Extracted material:
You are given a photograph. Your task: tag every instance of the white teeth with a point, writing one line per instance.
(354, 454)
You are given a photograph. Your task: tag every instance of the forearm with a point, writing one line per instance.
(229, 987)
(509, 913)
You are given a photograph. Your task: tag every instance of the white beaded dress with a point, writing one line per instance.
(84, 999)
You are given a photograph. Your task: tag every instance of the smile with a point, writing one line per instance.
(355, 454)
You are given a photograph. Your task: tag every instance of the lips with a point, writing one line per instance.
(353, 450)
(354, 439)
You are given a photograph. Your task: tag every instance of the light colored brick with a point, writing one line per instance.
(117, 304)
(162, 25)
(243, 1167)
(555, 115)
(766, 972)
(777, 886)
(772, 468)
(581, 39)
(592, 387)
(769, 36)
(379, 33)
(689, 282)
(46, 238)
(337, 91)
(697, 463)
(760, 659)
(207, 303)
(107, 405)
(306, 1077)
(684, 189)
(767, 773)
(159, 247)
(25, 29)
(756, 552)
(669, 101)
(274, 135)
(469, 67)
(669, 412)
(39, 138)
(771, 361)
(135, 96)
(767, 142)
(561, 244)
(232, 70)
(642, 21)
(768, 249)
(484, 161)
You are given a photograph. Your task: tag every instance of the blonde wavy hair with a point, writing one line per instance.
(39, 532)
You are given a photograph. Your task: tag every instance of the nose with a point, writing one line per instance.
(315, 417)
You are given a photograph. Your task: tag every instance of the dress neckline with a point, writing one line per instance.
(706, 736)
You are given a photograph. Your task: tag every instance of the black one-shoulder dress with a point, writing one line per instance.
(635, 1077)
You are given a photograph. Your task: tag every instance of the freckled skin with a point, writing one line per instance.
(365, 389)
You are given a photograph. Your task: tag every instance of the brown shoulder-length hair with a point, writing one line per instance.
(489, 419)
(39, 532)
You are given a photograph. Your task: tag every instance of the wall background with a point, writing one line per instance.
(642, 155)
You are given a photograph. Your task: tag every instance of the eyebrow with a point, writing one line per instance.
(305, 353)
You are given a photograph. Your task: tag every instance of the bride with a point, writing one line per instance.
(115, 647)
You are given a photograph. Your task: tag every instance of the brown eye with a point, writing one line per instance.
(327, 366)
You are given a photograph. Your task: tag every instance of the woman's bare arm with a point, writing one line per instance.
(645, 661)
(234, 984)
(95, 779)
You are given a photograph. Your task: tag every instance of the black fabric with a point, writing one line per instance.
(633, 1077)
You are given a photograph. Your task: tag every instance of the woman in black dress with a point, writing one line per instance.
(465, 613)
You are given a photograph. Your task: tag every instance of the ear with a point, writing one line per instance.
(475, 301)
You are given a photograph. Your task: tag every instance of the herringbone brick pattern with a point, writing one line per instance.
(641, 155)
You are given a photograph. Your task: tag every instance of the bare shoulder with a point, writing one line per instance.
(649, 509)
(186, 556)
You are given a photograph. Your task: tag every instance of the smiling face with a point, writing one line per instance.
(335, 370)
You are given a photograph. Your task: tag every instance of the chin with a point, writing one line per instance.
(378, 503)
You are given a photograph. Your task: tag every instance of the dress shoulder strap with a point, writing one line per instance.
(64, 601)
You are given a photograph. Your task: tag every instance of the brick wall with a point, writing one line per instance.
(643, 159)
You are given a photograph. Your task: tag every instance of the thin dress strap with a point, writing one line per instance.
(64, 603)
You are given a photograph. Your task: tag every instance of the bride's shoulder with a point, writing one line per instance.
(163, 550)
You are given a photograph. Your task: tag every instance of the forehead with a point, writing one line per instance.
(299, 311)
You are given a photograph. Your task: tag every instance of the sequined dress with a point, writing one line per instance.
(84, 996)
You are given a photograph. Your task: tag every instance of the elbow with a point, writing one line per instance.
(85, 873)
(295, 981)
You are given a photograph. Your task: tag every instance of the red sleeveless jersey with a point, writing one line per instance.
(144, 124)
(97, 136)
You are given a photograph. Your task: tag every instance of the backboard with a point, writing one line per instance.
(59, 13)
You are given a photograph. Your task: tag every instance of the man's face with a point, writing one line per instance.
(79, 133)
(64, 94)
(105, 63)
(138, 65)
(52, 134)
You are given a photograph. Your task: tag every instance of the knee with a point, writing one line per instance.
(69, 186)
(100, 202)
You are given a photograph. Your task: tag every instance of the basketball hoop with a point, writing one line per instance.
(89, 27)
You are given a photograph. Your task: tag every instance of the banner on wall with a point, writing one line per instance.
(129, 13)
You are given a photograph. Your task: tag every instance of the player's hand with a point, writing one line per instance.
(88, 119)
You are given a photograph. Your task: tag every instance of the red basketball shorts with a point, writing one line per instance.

Brief: Without leaving anything out, give the entries again exactly.

Solution to the problem:
You are given a photograph. Your task: tag every instance of the white teeth with a point, writing one line per instance.
(354, 454)
You are given a photograph. Your task: tag every instance of the forearm with a point, writing one line per instance.
(229, 987)
(509, 913)
You are given a photograph. Your task: tag every instance of the white beaded dress with a point, writing one line per instance.
(84, 999)
You are given a photograph. Your task: tag every instance of the smile with a point, writing one line per instance.
(355, 454)
You are given a photograph. Your task: tag every instance of the lips with a point, writing one line per instance.
(353, 450)
(354, 439)
You are given a photograph. Your task: tag every instance of the light colored brick with a point, writing one line per instance.
(117, 304)
(162, 25)
(243, 1167)
(555, 115)
(766, 972)
(777, 886)
(772, 468)
(581, 39)
(592, 387)
(769, 36)
(379, 33)
(689, 282)
(46, 238)
(337, 91)
(697, 463)
(760, 659)
(207, 303)
(107, 405)
(306, 1077)
(684, 189)
(767, 773)
(159, 247)
(25, 29)
(756, 552)
(669, 101)
(274, 135)
(469, 67)
(669, 412)
(39, 138)
(771, 361)
(135, 96)
(767, 142)
(561, 244)
(232, 70)
(642, 21)
(768, 249)
(484, 161)
You are given a photograph. Your task: tag every instance of the blonde wavy hair with a point, writing one line per instance.
(39, 532)
You are given a photograph. Your task: tag every instance of the nose with a point, writing one line per instance.
(315, 417)
You are given a photograph. Your task: tag every instance of the dress neckline with a point, writing one line per instance.
(706, 736)
You are given a photograph. Your task: tag every instance of the black one-shoulder dress with a point, writing one line per instance.
(635, 1077)
You are given a photograph. Your task: tag every instance of the freckled skin with a point, writing one line per instance.
(365, 389)
You are given a photograph. Your task: tag every instance of the brown shoulder-length hair with a point, writing one line per instance.
(489, 419)
(39, 532)
You are given a photograph. Your task: tag every instance of the wall background with a point, writing one line per instance.
(642, 155)
You are given a photograph. Your task: tag every instance of the eyebrow with a point, writing one line per instance.
(305, 353)
You are given a photograph. Your task: tag every instance of the bride with a point, writing one line per instance.
(115, 647)
You are given a photograph. Your task: tag every instance of the brown eye with a point, writing one line per instance.
(327, 366)
You are given a photograph. Your task: tag every instance of the woman's bare arm with a point, writing one line per instance.
(645, 661)
(234, 984)
(95, 779)
You are given a photograph. Your task: tag every instance of the black fabric with a point, writing one line per instance.
(633, 1077)
You are given a photograph. Your task: tag every instance of the woman in black dress with a point, writing one line per instance.
(465, 613)
You are given a photograph. Your task: tag every instance of the ear with a point, writing one line per instance.
(475, 301)
You are given a photograph. Your task: tag every instance of the herringbone brick pattern with a point, writing one line per instance.
(641, 155)
You are given a photograph. Your task: tag every instance of the bare shoulder with a point, writing one line per instance.
(649, 509)
(186, 556)
You are given a photograph. Your task: tag every instance of the smiling face with a point, writing one line per instance.
(335, 370)
You are given a photograph. Your task: tag every instance of the chin with a point, writing one line per instance.
(378, 503)
You are given a photograph. Your task: tag every instance of the dress shoulder strap with a point, writing one line per instance.
(64, 601)
You are given a photograph. Your task: tag every instance of the brick wall with a point, writing one line per instance.
(643, 159)
You are given a photograph. Your task: tag every instance of the thin dress strap with a point, writing one line per instance.
(64, 603)
You are given a photograph. Your task: tag every instance of the bride's shoulder with a point, writing one line per instance.
(163, 550)
You are given a photograph. Your task: tag every instance of the forehead with a point, writing one line per instance.
(299, 311)
You are given a photograph. Your task: tag every instance of the sequined dress with a point, writing one line per instance.
(84, 996)
You are given a photograph. Your task: tag every instance of the elbow with a point, writing one line per instance.
(85, 873)
(295, 981)
You are given a photograph. Your task: tag every instance of the red sleeveless jersey with a point, writing one line per instance.
(144, 124)
(97, 136)
You are given a photograph. Your task: tag every instance of the backboard with a point, writing one line per instance.
(59, 13)
You are given a photograph. Your task: tag every instance of the man's face with a point, writing one line per instance.
(79, 133)
(64, 94)
(105, 63)
(138, 65)
(52, 134)
You are given a photograph. Your task: tag every instance of the knee with a point, writing one line per instance.
(69, 186)
(100, 202)
You are given a photograph. Your task: tag every instance of the basketball hoop with a point, writing one line per instance.
(89, 27)
You are given a photograph. Your task: tag every instance of the banner on wall with a point, writing one line per instance.
(129, 13)
You are given a photograph. Your task: tag every instance of the player's hand with a point, writing one line per instance.
(88, 119)
You are given a photograph. Your task: tag every instance of the red basketball shorts with a point, writing one line per instance.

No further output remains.